1) Profiter des nombreux dispositifs créés pour vous aider :
• le CIP (Centre d’information sur la prévention des difficultés des entreprises) et la cellule prévention du tribunal de commerce (TC) vous offrent de vous orienter selon votre situation,
• le CODEFI permet le financement d’un diagnostic et d’un audit de l’entreprise, et propose également une médiation avec les établissements bancaires,
• le CCSF permet d’obtenir un délai sur le paiement de la TVA et de la part patronale des cotisations.
2) Trouver un professionnel du chiffre spécialisé dans les entreprises en difficulté :
pour Benoit Jacob, dirigeant du cabinet d’expertise comptable et d’audit BJ-Associés, « notre travail consiste à faire un diagnostic et à assister le dirigeant afin de réduire la pression qui pèse sur lui lorsque son entreprise est en difficulté. Pour cela, nous analysons toujours les questions du temps dont dispose l’entreprise avant une crise majeure de trésorerie, et des moyens de générer la trésorerie nécessaire pour disposer du temps requis à l’exécution d’un plan d’action : si les stocks sont gagés, les créances affacturées, et l’immobilier déjà placé en crédit-bail, la situation n’est évidemment pas la même que lorsque l’entreprise anticipe après avoir constaté qu’elle va faire face à une difficulté, sur sa capacité à faire face à ses engagements financiers en raison par exemple de l’évolution de ses équilibres économiques. Dans chaque cas, nous allons mettre en place un plan d’action adapté à la situation que nous constatons. De nombreuses difficultés se présentent généralement, et pour chacune d’elles, il convient d’identifier les leviers d’action à mettre en œuvre. Même si la difficulté réside dans l’évolution des équilibres économiques, les plans d’action ne se limitent pas à la mise en œuvre d’un possible plan social : il est nécessaire d’analyser l’origine de la dégradation des performances économiques et les moyens d’inverser la tendance. »

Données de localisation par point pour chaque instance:
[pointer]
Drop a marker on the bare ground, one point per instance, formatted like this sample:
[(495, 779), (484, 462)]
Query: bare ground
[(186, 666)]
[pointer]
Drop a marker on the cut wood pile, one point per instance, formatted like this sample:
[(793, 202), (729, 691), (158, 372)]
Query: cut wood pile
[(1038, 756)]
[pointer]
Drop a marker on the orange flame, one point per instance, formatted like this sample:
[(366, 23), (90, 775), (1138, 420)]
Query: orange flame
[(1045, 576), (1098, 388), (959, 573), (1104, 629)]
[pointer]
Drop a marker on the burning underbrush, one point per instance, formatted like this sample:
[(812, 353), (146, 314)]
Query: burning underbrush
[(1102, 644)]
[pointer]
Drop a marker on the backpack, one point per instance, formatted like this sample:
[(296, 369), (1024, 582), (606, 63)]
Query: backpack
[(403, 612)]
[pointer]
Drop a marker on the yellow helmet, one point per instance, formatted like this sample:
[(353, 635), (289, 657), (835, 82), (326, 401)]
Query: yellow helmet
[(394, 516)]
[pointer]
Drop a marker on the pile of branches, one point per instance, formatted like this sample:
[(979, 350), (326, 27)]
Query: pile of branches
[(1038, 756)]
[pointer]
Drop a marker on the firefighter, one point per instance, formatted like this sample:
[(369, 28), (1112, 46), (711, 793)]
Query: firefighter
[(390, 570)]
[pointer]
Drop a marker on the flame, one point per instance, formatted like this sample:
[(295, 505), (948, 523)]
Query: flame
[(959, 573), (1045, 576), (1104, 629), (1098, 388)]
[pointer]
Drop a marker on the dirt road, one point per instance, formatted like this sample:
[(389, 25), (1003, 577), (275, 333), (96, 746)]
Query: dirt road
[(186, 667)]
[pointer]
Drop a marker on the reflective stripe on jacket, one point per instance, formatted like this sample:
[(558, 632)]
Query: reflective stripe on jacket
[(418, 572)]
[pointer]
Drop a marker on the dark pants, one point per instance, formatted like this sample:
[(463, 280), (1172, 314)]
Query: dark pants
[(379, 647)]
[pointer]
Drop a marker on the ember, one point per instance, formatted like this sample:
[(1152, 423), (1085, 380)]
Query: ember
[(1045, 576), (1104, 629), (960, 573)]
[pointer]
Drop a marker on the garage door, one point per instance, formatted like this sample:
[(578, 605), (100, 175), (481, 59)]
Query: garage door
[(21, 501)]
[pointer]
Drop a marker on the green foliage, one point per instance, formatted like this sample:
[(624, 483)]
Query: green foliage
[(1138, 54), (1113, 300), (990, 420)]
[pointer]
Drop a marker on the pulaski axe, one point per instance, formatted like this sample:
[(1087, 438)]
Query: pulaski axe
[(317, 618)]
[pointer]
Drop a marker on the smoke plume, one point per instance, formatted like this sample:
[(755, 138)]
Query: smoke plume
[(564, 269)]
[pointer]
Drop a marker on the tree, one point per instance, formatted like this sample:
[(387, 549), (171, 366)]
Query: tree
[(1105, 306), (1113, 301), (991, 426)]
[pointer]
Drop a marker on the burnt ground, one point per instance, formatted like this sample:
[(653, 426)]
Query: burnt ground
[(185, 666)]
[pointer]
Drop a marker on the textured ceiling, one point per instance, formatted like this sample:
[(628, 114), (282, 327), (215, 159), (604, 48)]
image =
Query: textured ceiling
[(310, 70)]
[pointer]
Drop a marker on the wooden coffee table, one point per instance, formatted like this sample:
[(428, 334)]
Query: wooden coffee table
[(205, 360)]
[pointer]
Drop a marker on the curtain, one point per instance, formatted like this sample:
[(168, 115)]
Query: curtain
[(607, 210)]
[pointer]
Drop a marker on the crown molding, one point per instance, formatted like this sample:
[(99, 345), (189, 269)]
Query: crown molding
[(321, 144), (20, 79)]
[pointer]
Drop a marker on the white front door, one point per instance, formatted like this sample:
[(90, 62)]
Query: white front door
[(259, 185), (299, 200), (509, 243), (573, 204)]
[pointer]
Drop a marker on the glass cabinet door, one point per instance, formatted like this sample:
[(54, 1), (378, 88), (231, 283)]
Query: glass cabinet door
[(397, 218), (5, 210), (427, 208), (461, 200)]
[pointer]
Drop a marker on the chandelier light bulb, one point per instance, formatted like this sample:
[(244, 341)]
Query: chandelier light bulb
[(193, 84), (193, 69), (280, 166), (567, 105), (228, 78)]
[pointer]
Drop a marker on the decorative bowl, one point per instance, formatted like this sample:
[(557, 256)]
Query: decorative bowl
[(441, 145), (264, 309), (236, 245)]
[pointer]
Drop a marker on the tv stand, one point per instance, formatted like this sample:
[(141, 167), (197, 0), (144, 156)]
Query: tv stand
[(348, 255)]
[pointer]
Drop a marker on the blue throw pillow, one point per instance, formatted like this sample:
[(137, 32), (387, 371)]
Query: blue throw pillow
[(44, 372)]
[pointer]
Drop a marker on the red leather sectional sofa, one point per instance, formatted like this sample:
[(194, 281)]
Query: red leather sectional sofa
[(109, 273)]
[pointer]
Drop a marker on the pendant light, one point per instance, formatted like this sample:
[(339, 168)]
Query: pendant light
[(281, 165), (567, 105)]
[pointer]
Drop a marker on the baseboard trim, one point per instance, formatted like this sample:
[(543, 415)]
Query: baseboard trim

◆ Énoncé de la tâche
Reprenez le texte sur les entreprises en difficulté après sa dernière phrase et poursuivez-le.

◆ Réponse proposée
3) Trouver un professionnel du droit lui aussi spécialisé dans les entreprises en difficulté :
comme le souligne Benoît Jacob, « nous devons nos meilleures réussites à une collaboration réussie avec le dirigeant, bien sûr, mais aussi avec l’avocat qui accompagne la restructuration par la formalisation et la mise en œuvre du cadre juridique adapté à la situation rencontrée et au plan projeté ».
François Klein, du cabinet KGA Avocats, ajoute à cela : « quand une entreprise fait appel à nous, elle est souvent orientée par son expert-comptable. Nous l’accompagnons alors sur les mesures à prendre : les procédures éventuelles, la médiation avec les partenaires ( créanciers, actionnaires, clients…), la mise en relation avec un administrateur judiciaire. »
Les acteurs des procédures collectives.
L’administrateur judiciaire est un professionnel de la négociation avec une grande expérience des difficultés de l’entreprise et de l’ensemble des dispositifs de prévention prévus par le législateur.
Il peut être consulté comme expert par le chef d’entreprise pour l’assister dans le cadre d’un besoin spécifique et/ou désigné par le tribunal à l’ouverture d’une procédure qui lui confie une des trois missions suivantes :
• surveiller les opérations de gestion,
• assister le chef d’entreprise pour tous les actes concernant la gestion ou seulement pour certains d’entre eux,
• assurer seul (entièrement ou en partie) l’administration de l’entreprise.
Les administrateurs sont, souligne Gérard Cohen, avocat associé au cabinet Cohen Amir-Aslani, « des professionnels capables d’ accompagner une entreprise en difficulté et de l’aider à se redresser pour autant que le problème soit traité le plus en amont possible ».
Le mandataire judiciaire est désigné par le tribunal comme le représentant des intérêts des créanciers.
Ses missions consistent à recevoir les déclarations de créance, à les vérifier contradictoirement avec le chef d’entreprise, puis à établir un état précis du passif qui est déposé au tribunal. Au cours de la période d’observation, il consulte les créanciers sur les propositions de règlement des créances et transmet le résultat de ces consultations au tribunal.
Jordan Belgrave.
Article initialement publié dans le Journal du Management Juridique n°54.